SET TASK: Please list every line of the material below that contains the word "child", copying each such line in full. Treat the match as case-sensitive.

DATA SHOWN:
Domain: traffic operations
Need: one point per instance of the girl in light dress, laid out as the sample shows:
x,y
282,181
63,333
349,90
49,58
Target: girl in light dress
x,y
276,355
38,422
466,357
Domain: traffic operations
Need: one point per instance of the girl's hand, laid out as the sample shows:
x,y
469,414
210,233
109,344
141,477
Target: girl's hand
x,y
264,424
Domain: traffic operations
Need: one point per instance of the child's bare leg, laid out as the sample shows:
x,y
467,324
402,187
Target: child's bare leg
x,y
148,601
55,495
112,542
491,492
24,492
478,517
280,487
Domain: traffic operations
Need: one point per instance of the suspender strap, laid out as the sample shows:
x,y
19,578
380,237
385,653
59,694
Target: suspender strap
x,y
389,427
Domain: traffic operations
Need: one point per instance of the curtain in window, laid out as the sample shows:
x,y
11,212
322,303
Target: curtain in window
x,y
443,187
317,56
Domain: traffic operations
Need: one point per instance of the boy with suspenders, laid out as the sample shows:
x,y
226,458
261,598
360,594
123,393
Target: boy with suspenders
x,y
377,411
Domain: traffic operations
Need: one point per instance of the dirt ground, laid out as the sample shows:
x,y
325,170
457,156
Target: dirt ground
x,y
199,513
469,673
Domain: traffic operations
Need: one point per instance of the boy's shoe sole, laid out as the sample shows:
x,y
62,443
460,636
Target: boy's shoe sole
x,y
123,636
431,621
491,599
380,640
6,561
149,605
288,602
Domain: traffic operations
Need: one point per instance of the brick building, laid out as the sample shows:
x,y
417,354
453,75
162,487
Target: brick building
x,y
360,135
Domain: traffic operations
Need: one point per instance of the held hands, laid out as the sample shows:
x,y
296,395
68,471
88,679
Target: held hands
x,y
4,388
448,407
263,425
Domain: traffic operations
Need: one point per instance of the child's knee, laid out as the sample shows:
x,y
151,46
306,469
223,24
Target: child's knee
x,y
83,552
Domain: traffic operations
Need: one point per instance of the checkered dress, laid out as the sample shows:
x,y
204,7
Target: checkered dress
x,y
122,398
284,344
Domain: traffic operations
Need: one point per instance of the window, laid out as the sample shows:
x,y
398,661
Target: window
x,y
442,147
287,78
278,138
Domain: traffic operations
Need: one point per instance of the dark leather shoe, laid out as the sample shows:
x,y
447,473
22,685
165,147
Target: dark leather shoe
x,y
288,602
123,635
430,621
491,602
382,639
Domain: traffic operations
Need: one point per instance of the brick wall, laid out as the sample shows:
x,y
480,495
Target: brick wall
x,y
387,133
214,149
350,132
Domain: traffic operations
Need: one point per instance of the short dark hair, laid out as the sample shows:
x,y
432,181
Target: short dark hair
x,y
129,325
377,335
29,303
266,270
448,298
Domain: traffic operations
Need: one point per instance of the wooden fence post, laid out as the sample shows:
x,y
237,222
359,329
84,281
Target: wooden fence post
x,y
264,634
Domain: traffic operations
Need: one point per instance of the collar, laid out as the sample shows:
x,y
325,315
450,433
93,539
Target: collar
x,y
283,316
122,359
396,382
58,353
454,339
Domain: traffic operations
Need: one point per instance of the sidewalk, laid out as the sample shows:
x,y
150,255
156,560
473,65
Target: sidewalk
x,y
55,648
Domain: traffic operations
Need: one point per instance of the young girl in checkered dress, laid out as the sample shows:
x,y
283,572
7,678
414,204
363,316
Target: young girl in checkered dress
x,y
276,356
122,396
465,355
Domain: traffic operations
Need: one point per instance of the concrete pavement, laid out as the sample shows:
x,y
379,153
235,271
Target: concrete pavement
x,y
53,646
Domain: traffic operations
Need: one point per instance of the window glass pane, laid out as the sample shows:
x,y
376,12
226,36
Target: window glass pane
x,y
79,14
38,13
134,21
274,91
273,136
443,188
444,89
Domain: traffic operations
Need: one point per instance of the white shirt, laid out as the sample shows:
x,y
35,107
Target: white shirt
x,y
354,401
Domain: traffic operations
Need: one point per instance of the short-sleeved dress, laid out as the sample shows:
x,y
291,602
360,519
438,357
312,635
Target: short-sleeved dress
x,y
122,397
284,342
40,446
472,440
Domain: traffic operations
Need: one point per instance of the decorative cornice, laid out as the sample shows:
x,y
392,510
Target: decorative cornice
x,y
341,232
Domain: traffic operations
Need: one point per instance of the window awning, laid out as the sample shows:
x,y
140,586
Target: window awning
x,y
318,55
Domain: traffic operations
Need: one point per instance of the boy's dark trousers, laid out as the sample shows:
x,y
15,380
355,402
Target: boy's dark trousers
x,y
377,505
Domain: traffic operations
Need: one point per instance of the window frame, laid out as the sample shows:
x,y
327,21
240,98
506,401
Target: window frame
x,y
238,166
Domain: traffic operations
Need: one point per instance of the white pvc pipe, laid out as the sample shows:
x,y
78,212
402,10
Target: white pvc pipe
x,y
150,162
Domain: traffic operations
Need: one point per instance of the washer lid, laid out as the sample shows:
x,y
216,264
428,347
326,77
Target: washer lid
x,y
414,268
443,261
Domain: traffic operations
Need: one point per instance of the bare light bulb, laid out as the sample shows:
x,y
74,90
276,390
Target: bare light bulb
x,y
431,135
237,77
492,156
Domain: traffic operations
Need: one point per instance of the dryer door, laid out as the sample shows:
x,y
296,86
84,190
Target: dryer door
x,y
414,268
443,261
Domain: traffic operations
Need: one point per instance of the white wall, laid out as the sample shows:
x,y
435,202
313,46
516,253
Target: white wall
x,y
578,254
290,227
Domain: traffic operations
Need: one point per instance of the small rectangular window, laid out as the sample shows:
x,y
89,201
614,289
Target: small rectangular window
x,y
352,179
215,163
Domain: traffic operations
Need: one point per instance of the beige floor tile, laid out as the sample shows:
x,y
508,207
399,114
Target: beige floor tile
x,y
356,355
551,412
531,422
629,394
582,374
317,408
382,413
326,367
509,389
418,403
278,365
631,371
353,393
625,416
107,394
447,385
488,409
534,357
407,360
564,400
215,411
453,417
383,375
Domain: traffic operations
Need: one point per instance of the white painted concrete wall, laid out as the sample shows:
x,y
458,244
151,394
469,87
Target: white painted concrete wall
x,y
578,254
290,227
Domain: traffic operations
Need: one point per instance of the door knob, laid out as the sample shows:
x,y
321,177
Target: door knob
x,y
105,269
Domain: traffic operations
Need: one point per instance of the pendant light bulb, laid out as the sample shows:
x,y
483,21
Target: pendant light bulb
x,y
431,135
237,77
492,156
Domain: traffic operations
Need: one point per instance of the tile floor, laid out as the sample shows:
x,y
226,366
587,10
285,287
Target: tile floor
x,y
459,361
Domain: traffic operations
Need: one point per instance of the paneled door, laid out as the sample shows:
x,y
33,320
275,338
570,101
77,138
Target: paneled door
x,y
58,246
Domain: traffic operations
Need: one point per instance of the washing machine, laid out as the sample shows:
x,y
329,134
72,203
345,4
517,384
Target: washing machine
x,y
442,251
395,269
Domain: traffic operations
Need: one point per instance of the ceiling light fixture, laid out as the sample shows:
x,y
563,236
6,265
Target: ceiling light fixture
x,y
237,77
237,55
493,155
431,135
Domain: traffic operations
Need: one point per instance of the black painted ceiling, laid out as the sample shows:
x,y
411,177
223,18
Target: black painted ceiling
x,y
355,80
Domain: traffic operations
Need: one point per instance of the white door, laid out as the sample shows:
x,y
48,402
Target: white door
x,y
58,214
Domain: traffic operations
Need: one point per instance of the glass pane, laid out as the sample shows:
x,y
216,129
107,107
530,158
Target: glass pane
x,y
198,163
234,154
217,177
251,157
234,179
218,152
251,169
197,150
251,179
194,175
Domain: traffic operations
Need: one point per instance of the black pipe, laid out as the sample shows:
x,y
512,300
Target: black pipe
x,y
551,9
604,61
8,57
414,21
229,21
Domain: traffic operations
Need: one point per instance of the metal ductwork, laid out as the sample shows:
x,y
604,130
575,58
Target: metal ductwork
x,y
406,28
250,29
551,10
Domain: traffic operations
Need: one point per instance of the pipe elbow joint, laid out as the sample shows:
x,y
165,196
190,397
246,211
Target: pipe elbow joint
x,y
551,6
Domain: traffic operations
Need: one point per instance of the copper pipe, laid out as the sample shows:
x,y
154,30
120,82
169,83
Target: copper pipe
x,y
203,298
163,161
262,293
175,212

COMPLETE RESPONSE:
Need: one point per instance of the child's bare leg, laid out as the sample shows:
Target: child's bare leg
Need: one point per instance of the child's knee, laid out as the sample shows:
Target: child's knee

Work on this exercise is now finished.